■ **Exercise brief**
These records must be written out again exactly.

Records contained in a dataset:
____________

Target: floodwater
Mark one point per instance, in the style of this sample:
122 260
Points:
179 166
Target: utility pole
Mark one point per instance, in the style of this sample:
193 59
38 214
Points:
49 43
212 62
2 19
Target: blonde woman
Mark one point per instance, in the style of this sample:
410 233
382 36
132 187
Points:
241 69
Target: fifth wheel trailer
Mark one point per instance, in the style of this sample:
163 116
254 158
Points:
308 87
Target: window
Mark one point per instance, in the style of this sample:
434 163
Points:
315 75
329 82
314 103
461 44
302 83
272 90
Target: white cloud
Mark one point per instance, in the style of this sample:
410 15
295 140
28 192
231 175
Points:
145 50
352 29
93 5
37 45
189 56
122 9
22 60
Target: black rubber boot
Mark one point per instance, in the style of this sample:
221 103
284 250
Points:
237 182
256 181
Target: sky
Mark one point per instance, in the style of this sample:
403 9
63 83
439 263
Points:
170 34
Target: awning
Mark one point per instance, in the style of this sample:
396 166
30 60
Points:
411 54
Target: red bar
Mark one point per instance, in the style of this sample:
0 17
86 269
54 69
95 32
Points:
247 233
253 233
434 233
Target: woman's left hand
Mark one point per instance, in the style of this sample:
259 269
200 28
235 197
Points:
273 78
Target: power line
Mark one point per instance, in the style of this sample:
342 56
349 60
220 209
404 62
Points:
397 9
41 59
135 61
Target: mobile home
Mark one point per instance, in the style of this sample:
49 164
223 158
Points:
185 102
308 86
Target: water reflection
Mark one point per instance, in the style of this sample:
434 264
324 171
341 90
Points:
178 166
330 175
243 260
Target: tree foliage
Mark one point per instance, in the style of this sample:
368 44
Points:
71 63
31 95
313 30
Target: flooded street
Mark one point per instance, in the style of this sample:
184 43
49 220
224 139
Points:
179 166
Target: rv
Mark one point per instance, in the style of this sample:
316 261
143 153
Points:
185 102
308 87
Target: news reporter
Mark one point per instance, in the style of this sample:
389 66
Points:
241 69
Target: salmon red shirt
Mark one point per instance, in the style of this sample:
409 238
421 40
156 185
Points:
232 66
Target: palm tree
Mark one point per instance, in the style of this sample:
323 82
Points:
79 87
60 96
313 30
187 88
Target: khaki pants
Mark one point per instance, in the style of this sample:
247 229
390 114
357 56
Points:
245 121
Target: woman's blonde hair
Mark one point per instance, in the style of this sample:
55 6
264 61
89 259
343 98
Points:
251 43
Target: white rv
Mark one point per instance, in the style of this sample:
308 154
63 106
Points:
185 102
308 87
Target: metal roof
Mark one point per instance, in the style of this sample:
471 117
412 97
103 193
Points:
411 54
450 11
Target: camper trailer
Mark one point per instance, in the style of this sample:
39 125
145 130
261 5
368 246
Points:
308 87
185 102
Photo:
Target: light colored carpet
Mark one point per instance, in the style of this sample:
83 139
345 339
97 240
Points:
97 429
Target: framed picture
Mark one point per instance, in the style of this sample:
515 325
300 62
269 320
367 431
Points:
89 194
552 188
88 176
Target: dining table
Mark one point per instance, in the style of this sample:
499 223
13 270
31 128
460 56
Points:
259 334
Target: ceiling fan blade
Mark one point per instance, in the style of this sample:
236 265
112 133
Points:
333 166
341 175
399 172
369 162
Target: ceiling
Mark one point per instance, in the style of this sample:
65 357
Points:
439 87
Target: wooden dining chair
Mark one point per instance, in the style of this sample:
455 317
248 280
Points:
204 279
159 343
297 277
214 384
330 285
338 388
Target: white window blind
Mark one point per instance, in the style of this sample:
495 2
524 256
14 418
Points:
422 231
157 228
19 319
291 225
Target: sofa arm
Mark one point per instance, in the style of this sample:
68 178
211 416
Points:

____________

■ **Finished task**
Target: floodwater
Mark one point per instance, in the style of this sample:
122 260
Points:
179 166
Target: utility pole
Mark one point per instance, in the style of this sample:
193 59
38 214
Points:
49 43
212 62
2 19
Target: blonde woman
Mark one point per instance, in the style of this sample:
410 233
382 36
132 187
Points:
241 69
Target: fifth wheel trailer
Mark one point per instance, in the style of this sample:
163 116
254 158
Points:
308 87
Target: window
Mark one point per instance, in the style of this sample:
434 163
Points:
315 75
329 82
314 103
461 44
302 83
272 90
Target: white cloud
Mark one point per instance, in the style of this sample:
410 15
295 140
28 192
231 175
Points:
145 50
352 29
93 5
37 45
189 56
122 9
22 60
Target: black rubber boot
Mark one point per instance, in the style of this sample:
221 103
284 250
Points:
237 182
256 181
Target: sky
Mark one point per instance, in the style of this sample:
403 9
63 83
439 263
Points:
170 34
Target: awning
Mark one point per instance, in the style of this sample:
396 166
30 60
Points:
411 54
Target: red bar
Mark one point per instance, in the style of this sample:
0 17
86 269
54 69
95 32
Points:
247 233
253 233
434 233
Target: woman's left hand
Mark one point per instance, in the style of this sample:
259 269
200 28
235 197
Points:
273 78
Target: power line
Mark one point per instance, in the style of this sample:
342 56
349 60
220 209
404 62
Points:
397 9
41 59
135 61
Target: mobile home
Mark one point per instance, in the style of this sample:
49 164
223 158
Points:
185 102
308 86
Target: water reflection
Mark one point per instance, in the style of this sample:
434 264
324 171
341 90
Points:
178 166
330 175
243 260
Target: tree foliage
Mark one point per instance, in the style of this sample:
368 44
Points:
71 63
31 95
313 30
Target: flooded street
Mark one point per instance, in the style of this sample:
184 43
49 220
224 139
Points:
179 166
Target: rv
Mark one point per instance, in the style of this sample:
316 261
143 153
Points:
185 102
308 87
Target: news reporter
Mark one point per instance, in the style of this sample:
389 66
Points:
241 69
Target: salmon red shirt
Mark one point per instance, in the style of this sample:
409 238
421 40
156 185
Points:
232 66
Target: palm tree
Mark one point per instance, in the style of this sample:
323 82
Points:
79 87
60 96
313 30
187 88
Target: khaki pants
Mark one point per instance, in the style of this sample:
247 229
390 114
357 56
Points:
245 121
Target: woman's blonde hair
Mark one point per instance, in the style of this sample:
55 6
264 61
89 259
343 98
Points:
251 43
Target: white rv
Mark one point per instance, in the style of this sample:
308 154
63 106
Points:
185 102
308 87
Target: metal roof
Mark one point per instance, in the style of this sample:
471 117
412 97
103 193
Points:
411 54
450 11
Target: camper trailer
Mark one point per instance, in the style of this sample:
39 125
145 130
261 5
368 246
Points:
308 87
185 102
Photo:
Target: light colored carpet
Mark one point per instance, in the style of this sample:
83 139
345 339
97 240
Points:
97 429
Target: framed picture
Mark one point per instance, in the style of this sample:
515 325
300 62
269 320
367 431
Points:
89 194
552 188
88 176
Target: dining table
Mark one point per instance, in the style of this sample:
499 223
13 270
31 128
460 56
Points:
259 334
Target: ceiling fan blade
Mark one point per instance, in the style of this sample:
236 265
112 133
Points:
333 166
341 175
399 172
369 162
Target: ceiling
Mark one point per instance, in the style of this sample:
65 357
Points:
439 87
Target: wooden dining chair
Mark one point per instance, in the style of this sample:
455 317
248 280
Points:
204 279
159 343
297 277
214 384
330 285
338 388
Target: white window blind
Mark one point per instance, in the style of this sample:
495 2
524 256
14 418
Points:
422 231
157 228
19 319
291 225
Target: sofa arm
Mark one point per instance, in the style of this sample:
68 178
211 416
Points:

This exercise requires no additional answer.